**Consigne 1:** Renvoyez tel quel le passage de l'article sur la vente de médicaments à l'unité, depuis « Publié le 28 » jusqu'à « d'euros cette année. ».
**Consigne 2:**
Répondez à ces questions sur l'article consacré à la vente de médicaments à l'unité :
(a) Quand l'expérimentation a-t-elle été lancée ?
(b) Sur combien d'antibiotiques portait-elle ?
(c) Quelle fonction Eric Myon occupe-t-il à l'UNPF ?
**Consigne 3:** Poursuivez l'article sur la vente de médicaments à l'unité à partir de l'endroit où il s'arrête.

**Extrait:**

◆ ◆ ◆ ◆

La vente de médicaments à l'unité : une fausse bonne idée ?
Publié le 28 sept. 2015

Un an après le lancement de l'expérimentation dans une centaine d'officines volontaires, les pharmaciens ne sont pas convaincus. En cause, une lourdeur administrative trop importante.
Un an tout pile que l'expérimentation est lancée. En septembre 2014, une centaine de pharmacies se sont portées volontaires pour tester la vente de médicaments à l'unité pour quatorze antibiotiques et leurs génériques. Mais le bilan est plus que mitigé. En demandant aux pharmaciens de ne remettre aux patients que le nombre précis de comprimés prescrits, la mesure voulait lutter contre le gaspillage des médicaments, et réduire le déficit de la Sécurité sociale, qui atteindrait 12,8 millions d'euros cette année.
Pourtant déjà mis en place depuis plusieurs années en Grande-Bretagne et en Allemagne, le dispositif, étudié par l'Inserm (Institut national de la santé et de la recherche médicale), ne convainc pas les pharmaciens. «L'expérimentation s'arrête à la fin du mois prochain, précise Eric Myon, secrétaire général de l'UNPF (Union nationale des pharmacies de France) et pharmacien participant à l'expérimentation. Nous ne sommes absolument pas contre la dispensation à l'unité. Mais il faut montrer les limites de cette expérience».

◆ ◆ ◆ ◆

**Données fournies:**
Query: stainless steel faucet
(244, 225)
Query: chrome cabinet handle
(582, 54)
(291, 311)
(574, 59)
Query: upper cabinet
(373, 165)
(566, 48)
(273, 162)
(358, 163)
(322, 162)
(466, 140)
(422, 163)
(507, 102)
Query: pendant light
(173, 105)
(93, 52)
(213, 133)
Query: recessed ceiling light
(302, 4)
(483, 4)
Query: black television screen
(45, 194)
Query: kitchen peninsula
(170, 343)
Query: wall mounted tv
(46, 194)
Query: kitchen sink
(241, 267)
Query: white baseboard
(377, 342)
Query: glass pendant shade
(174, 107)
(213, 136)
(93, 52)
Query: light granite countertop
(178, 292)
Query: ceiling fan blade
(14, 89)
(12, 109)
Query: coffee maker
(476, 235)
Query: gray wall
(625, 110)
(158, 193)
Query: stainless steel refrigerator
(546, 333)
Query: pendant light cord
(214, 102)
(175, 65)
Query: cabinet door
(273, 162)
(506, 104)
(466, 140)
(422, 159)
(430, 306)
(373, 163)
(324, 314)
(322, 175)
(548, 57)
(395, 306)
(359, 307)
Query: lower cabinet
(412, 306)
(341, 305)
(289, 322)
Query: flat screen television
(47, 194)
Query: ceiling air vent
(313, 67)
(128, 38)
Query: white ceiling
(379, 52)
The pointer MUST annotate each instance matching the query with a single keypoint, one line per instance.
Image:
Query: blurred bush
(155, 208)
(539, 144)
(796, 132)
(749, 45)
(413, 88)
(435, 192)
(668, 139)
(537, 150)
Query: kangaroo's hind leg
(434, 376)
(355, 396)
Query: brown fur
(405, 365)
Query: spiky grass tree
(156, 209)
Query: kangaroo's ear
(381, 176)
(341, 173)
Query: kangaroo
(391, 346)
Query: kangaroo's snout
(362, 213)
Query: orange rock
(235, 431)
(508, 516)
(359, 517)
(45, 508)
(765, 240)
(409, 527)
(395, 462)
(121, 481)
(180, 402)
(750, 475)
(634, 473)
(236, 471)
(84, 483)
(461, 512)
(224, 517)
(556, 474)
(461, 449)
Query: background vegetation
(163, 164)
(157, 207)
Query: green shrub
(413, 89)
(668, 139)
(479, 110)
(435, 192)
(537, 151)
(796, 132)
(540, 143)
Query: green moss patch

◆ ◆ ◆ ◆

**Réponse rédigée 1:**
Publié le 28 sept. 2015

Un an après le lancement de l'expérimentation dans une centaine d'officines volontaires, les pharmaciens ne sont pas convaincus. En cause, une lourdeur administrative trop importante.
Un an tout pile que l'expérimentation est lancée. En septembre 2014, une centaine de pharmacies se sont portées volontaires pour tester la vente de médicaments à l'unité pour quatorze antibiotiques et leurs génériques. Mais le bilan est plus que mitigé. En demandant aux pharmaciens de ne remettre aux patients que le nombre précis de comprimés prescrits, la mesure voulait lutter contre le gaspillage des médicaments, et réduire le déficit de la Sécurité sociale, qui atteindrait 12,8 millions d'euros cette année.

**Réponse rédigée 2:**
(a) En septembre 2014.
(b) Sur quatorze antibiotiques et leurs génériques.
(c) Il en est le secrétaire général.

**Réponse rédigée 3:**
«La question d'une vente à l'unité doit être posée, mais il faut que la logistique soit plus rodée»
Eric Myon, secrétaire général de l'UNPF
Premier reproche, le manque de traçabilité. «Les conditionnements actuels ne sont pas adaptés, explique le représentant de l'UNPF. Il faut ouvrir le boitage, découper le bon nombre de comprimés, vérifier le numéro de lot, essentiel pour la traçabilité, réimprimer une notice si nécessaire, mettre le tout dans un sachet pour le patient», énumère-t-il. Des tâches qui prennent du temps. «Cinq à six minutes de temps en plus pour un exercice de gommettes». Si la question d'une vente à l'unité «mérite d'être posée», la logistique doit être «plus rodée».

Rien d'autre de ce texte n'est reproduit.